Dataset:
● ● ● ● ●
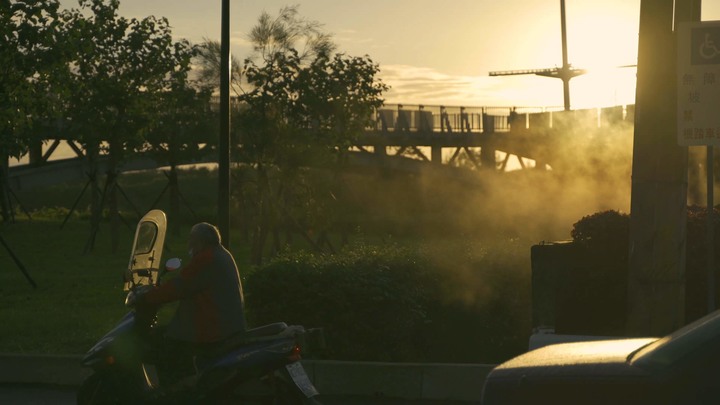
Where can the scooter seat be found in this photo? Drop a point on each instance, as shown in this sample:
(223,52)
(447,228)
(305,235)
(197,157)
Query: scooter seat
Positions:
(265,330)
(240,339)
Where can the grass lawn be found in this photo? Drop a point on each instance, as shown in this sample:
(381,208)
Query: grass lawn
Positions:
(79,297)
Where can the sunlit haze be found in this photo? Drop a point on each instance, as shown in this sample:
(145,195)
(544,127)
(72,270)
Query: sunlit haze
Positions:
(434,52)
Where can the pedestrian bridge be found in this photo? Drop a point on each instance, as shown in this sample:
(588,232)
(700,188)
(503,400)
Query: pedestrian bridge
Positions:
(494,138)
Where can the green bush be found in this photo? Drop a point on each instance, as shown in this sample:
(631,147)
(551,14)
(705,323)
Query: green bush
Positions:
(608,232)
(371,301)
(421,304)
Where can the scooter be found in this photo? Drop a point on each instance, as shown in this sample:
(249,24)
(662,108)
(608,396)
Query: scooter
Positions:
(258,366)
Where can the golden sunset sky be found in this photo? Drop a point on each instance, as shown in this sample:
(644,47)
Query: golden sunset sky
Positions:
(440,52)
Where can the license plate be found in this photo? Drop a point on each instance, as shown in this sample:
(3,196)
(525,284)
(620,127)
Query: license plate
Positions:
(300,378)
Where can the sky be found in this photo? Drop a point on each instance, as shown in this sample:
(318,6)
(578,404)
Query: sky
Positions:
(440,52)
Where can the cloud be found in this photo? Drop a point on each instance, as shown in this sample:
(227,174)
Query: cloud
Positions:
(422,85)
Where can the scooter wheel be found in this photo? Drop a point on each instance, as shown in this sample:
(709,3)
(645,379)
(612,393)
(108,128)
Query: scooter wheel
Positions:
(287,394)
(97,390)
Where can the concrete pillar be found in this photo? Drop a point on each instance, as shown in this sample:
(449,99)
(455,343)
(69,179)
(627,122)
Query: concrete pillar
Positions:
(487,152)
(656,284)
(436,155)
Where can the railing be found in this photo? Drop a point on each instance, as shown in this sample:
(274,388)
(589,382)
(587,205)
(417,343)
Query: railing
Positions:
(422,118)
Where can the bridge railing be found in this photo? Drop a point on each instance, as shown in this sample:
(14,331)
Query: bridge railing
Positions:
(424,118)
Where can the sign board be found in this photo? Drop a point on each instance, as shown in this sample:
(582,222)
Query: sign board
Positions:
(698,84)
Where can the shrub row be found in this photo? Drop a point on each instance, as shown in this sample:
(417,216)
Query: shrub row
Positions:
(400,304)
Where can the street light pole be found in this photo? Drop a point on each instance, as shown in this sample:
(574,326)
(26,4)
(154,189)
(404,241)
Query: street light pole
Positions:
(224,141)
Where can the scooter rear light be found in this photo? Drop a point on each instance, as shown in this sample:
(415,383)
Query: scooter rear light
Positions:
(295,354)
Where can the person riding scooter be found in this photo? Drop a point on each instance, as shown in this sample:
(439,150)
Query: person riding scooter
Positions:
(211,306)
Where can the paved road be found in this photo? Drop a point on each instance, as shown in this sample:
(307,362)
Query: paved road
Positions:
(49,395)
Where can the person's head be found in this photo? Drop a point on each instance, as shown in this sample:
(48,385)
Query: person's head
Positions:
(202,236)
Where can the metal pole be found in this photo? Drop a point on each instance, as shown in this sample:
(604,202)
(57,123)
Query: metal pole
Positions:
(710,229)
(224,141)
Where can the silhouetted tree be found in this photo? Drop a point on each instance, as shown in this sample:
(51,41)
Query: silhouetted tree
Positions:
(121,66)
(29,59)
(305,108)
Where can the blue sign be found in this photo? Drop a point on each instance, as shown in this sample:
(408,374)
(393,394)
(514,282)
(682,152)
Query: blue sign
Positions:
(705,46)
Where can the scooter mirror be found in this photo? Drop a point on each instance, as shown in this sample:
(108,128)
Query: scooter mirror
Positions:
(173,264)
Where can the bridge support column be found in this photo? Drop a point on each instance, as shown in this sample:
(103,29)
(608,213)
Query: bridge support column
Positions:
(35,153)
(436,155)
(487,151)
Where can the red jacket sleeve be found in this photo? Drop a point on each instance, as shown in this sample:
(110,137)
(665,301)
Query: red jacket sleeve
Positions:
(189,282)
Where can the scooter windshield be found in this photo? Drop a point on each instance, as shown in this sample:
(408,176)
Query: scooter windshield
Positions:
(146,253)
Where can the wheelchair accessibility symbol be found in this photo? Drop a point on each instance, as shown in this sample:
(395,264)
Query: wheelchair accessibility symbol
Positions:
(705,46)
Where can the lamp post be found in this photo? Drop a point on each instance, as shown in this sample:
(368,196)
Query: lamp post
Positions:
(224,141)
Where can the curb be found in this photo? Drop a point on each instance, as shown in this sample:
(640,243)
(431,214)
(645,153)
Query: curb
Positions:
(416,381)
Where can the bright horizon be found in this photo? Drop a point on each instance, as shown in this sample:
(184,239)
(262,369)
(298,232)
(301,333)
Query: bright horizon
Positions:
(441,53)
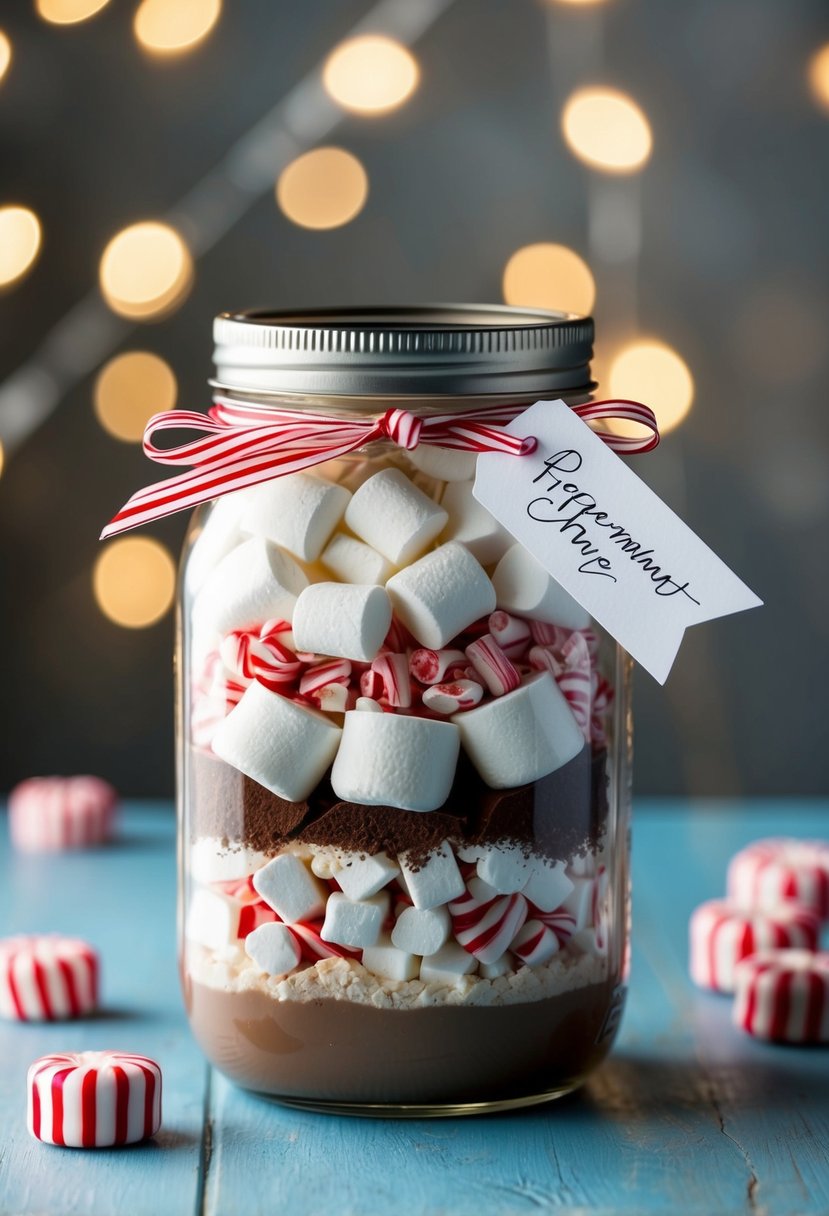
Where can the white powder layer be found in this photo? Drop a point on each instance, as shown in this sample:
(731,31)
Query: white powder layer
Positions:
(345,979)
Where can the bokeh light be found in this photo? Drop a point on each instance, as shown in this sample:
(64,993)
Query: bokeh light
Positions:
(129,389)
(654,373)
(173,27)
(134,581)
(146,270)
(322,189)
(67,12)
(20,242)
(818,77)
(370,74)
(607,129)
(548,276)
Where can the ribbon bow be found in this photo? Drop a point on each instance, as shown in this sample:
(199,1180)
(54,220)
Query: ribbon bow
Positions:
(241,445)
● ● ● ● ●
Give every line above again exactly, with no pictures.

Completed task:
Where can the scooter seat be found in this photo? Drop a point on each instance, as shown in this sample:
(223,52)
(447,228)
(305,235)
(197,157)
Query: scooter seat
Positions:
(265,330)
(240,339)
Where can the grass lawn be found in this photo? Drop a point on each instance, as shown in this sample:
(381,208)
Query: grass lawn
Positions:
(79,297)
Where can the sunlit haze be found in this photo? Drop a point on each instance, as shown in this sample:
(145,195)
(544,127)
(72,270)
Query: sunlit haze
Positions:
(434,52)
Where can the pedestrian bridge be found in this photo? Drop a point on each instance, as shown in this sample:
(588,232)
(700,188)
(503,400)
Query: pedestrian bridge
Positions:
(494,138)
Where can the green bush be found in this photo? Drop a point on each instance, as shown in this sample:
(631,147)
(551,14)
(705,323)
Query: green bush
Positions:
(608,232)
(371,301)
(421,304)
Where can the scooter be found in this photo? Drop a point on each instance, as shown in this sample:
(249,24)
(662,108)
(608,396)
Query: scooter
Positions:
(258,366)
Where can the golden sunset sky be found in this photo? Drop a point on each instance, as shown in this sample:
(644,47)
Query: golden sunset sky
Positions:
(440,52)
Where can the license plate be found in this photo? Drop a point on each instance, as shown in this sample:
(3,196)
(525,284)
(620,127)
Query: license plate
Positions:
(300,378)
Where can the sky be found in this photo? Drop a point on each instance, as shown in this sample:
(318,6)
(578,404)
Query: sky
Positions:
(440,52)
Where can the cloud be found in this photo? Drop a point on each instance, as shown in this sample:
(227,174)
Query: cloud
Positions:
(422,85)
Where can the scooter wheel be found in this photo? Drop a point on each instance, as shown in this sample:
(709,3)
(645,379)
(612,393)
(108,128)
Query: scooter wheel
Positions:
(287,394)
(97,390)
Where can the concrete pillar be found in this photo? Drop a point on each instance, as shown in this sample:
(449,99)
(455,343)
(69,179)
(627,122)
Query: concrete pillar
Positions:
(487,152)
(656,284)
(436,155)
Where can the railing be found in this photo? Drop a point on each instance, as shown in this sample:
(274,388)
(589,382)
(587,205)
(417,343)
Query: railing
Positions:
(422,118)
Where can the bridge railing be found in this photo? Drop a point on each instance, as shown in this sample:
(14,331)
Query: bridge railing
Positions:
(424,118)
Where can the sign board be found in this photo? Drop a point on each instance, as shown in this sample:
(582,222)
Query: sign board
Positions:
(698,84)
Where can the shrub row be found in this photo? Drop a point on each instance, as shown in this sample:
(417,216)
Query: shrub row
Positions:
(400,304)
Where can the street light pole be found in this photo? Drop a point on each instance, as shown in this sample:
(574,326)
(26,4)
(154,189)
(404,241)
Query: street light pole
Positions:
(224,141)
Where can the scooter rear light be found in this photo? Drop a point on each instance, as shown in this sample:
(415,383)
Query: scooter rear light
Positions:
(295,354)
Where can the person riding scooter be found in this photo? Drop a point on each instance, as shown in this sample:
(439,150)
Query: person riding scooter
Positions:
(211,306)
Where can the paved road be found in this photo? Drop a point on each instance, as shown in this sample:
(307,362)
Query: paved road
Positions:
(49,395)
Where can the person's head be found in this photo? Drop a point on each instance, as shown in this sample:
(48,385)
Query: person's head
Positions:
(202,236)
Where can the metal pole be found in this photo? Drop a point on each instance, as shown in this sample:
(604,202)
(57,123)
Query: metal pole
Positions:
(710,229)
(224,141)
Where can the silhouetted tree be found in this photo? Drop a point on each instance, as shown in this sample:
(51,41)
Query: silhouetted tree
Positions:
(121,66)
(29,59)
(305,108)
Where can the blue sign be found in this photo? Drop a point on each instance, as shown in this sample:
(408,374)
(393,394)
(514,282)
(682,152)
Query: blue sign
Positions:
(705,46)
Where can the scooter mirror be found in this photo? Drop a point on each instance, as shown in this sample:
(108,128)
Query: scooter mirror
Positions:
(173,264)
Where can the bridge support column be found in this photo? Drop a point on each instance, as shown in this sample:
(103,29)
(608,213)
Query: bridge support column
Positions:
(35,153)
(436,155)
(487,151)
Where can the red jacket sleeve be found in this photo? Drop a point on each instance, as shown in this sample:
(110,137)
(665,301)
Query: red jacket sleeve
Positions:
(189,282)
Where can the scooter windshield be found in this photo? Drop a point on each instance, as shown in this sample:
(408,176)
Query: scooter windshield
Positions:
(146,253)
Where can the wheelchair accessibility symbol be found in this photo? Drop a point on each instance, as shown in this sample:
(395,264)
Query: wheelchair accessibility symbol
Positions:
(705,46)
Where can the lamp post be found in this photo? Drop a point on each instance, as shown in this sample:
(368,196)
Query: lamp post
Positions:
(224,141)
Where can the curb be found in this photo? Drop a point on each instance, as shown in this sample:
(640,243)
(431,214)
(645,153)
Query: curb
Positions:
(416,381)
Where can the bright horizon be found in this photo? Drop a point on each instance, as shown in this sample:
(184,239)
(262,369)
(298,232)
(301,333)
Query: bright horizon
Positions:
(441,53)
Where can the white powder layer be found in this photo? Drop a point on each instance, as shown in this sample:
(731,31)
Query: white powder layer
Positions:
(345,979)
Where can the bokeh light be found in this photo? Drop a point on each instance, as shown in this sample:
(64,993)
Query: bokeh light
Positions:
(129,389)
(654,373)
(173,27)
(134,581)
(146,270)
(322,189)
(67,12)
(20,242)
(818,77)
(370,74)
(607,129)
(548,276)
Where can the ribbon bow be found in this photo? Drop a point on each instance, as shown in this sample:
(199,1180)
(54,220)
Query: ribbon bow
Positions:
(241,445)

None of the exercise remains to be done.